**Passage:**
##########
AP Statistics Summer Vocab

Question 1

What is Statistics?

Answer 1

The study of variability

Question 2

What is variability?

Answer 2

Differences… how things differ. There is variability everywhere.. We all look different, act different, have different preferences… Statisticians look at these differences.

Question 3

What are the two branches of AP Stats?

Answer 3

Inferential and descriptive

Question 4

What are DESCRIPTIVE STATS?

Answer 4

Describe what you see using pictures or summaries (mean, mode, median, range)

Question 5

What are INFERENTIAL STATS?

Answer 5

Use your data to make a statement about the big picture (ex. Tasting soup, a spoonful is a sample, to determine what is in the whole pot, the population)

Question 6

Descriptive vs. Inferential

Answer 6

Descriptive describes the data you have, inferential uses that data to make a statement about the whole population

Question 7

What is data?

Answer 7

The information collected from each individual

Ex) You ask people if they like the Red Sox → each answer (yes or no) is a piece of data

Ex) You ask people their height → each person’s height is a piece of data

Question 8

What is a population?

Answer 8

The group you are interested in. It can be big (ex. Every adult in the US) or small (ex. Each student in my AP Stats class)

Question 9

What is a sample?

Answer 9

A subset or small collection of your population. We usually sample because our population is too big to do a census.

Question 10

What is a census?

Answer 10

When you literally collect data from every individual in your population. It’s easy to do if the population is small (ex. Everyone in a classroom), but difficult if it is large (ex. Everyone in Massachusetts).

Question 11

What is a parameter?

Answer 11

A summary of your population’s data. (Parameter → Population)

Question 12

What is a statistic?

Answer 12

A summary of your sample (Statistic → Sample)

Question 13

Compare data to statistics

Answer 13

Data is each little bit of information collected from the subjects…. They are the INDIVIDUAL little things we collect… we summarize them by, for example, finding the mean of a group of data. If it is a sample, then we call that mean a “statistic” if we have data from each member of population, then that mean is called a “parameter”
##########
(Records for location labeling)

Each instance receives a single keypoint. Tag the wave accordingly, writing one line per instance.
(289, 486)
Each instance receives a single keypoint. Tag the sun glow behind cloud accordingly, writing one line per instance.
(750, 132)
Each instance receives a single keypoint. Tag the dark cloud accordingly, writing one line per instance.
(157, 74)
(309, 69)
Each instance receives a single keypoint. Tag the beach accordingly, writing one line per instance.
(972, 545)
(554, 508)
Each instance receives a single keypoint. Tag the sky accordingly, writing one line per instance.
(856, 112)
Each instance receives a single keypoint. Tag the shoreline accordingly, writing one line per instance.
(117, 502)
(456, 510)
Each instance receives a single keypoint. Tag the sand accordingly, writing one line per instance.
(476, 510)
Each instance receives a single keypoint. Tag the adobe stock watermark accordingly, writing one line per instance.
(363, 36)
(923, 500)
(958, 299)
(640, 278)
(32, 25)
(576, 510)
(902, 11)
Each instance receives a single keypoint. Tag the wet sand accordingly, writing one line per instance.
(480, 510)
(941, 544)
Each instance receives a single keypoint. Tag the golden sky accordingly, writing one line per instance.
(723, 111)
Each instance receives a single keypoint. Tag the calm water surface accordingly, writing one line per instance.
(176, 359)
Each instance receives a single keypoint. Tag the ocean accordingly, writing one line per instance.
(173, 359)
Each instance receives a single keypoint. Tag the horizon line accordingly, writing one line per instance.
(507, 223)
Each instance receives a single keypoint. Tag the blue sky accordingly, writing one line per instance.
##########
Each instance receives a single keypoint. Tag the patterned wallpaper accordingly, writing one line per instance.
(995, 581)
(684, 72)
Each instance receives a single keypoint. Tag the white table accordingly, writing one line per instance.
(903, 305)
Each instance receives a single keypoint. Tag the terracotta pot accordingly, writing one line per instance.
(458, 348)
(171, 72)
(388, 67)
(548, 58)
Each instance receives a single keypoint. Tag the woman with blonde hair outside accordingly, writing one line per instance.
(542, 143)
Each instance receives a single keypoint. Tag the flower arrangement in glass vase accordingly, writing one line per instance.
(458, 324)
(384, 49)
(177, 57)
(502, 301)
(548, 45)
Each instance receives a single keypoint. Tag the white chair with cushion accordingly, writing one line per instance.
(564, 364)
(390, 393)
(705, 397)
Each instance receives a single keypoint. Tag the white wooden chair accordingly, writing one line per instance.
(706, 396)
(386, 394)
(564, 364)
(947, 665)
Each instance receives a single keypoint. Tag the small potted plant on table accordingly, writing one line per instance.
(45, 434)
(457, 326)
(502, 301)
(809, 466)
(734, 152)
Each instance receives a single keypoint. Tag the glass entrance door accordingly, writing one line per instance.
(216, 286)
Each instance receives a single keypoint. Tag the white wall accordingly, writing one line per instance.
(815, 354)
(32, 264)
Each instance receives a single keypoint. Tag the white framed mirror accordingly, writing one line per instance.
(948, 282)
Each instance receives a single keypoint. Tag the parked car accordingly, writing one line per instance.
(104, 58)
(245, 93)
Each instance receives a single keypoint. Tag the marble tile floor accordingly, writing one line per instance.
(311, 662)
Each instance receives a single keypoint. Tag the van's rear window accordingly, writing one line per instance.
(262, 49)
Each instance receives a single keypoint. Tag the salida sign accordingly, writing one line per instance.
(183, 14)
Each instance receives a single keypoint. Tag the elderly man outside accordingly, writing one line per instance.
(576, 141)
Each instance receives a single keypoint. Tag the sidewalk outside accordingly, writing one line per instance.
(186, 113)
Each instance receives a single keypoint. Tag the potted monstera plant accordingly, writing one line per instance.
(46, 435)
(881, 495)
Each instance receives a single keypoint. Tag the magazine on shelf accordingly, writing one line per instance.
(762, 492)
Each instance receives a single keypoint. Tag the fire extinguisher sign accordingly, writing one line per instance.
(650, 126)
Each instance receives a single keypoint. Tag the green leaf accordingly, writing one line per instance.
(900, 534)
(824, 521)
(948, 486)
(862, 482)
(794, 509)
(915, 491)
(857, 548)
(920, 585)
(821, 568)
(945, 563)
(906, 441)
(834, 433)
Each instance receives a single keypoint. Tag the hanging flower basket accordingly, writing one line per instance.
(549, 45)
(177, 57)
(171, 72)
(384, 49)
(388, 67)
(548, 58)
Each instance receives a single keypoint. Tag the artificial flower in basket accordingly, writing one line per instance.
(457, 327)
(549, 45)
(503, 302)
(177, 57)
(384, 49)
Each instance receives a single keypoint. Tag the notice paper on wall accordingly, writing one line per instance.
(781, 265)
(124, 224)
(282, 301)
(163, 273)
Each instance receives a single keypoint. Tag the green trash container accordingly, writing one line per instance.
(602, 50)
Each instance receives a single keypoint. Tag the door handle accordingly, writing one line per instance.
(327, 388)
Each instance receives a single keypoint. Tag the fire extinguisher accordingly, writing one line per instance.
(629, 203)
##########
**Task description:** From the AP Statistics vocabulary list, reproduce word for word the part that opens with the words containing "What is a sample?" and closes with "is a census?". The records have no connection to the AP Statistics vocabulary list.

**Expected answer:**
What is a sample?

Answer 9

A subset or small collection of your population. We usually sample because our population is too big to do a census.

Question 10

What is a census?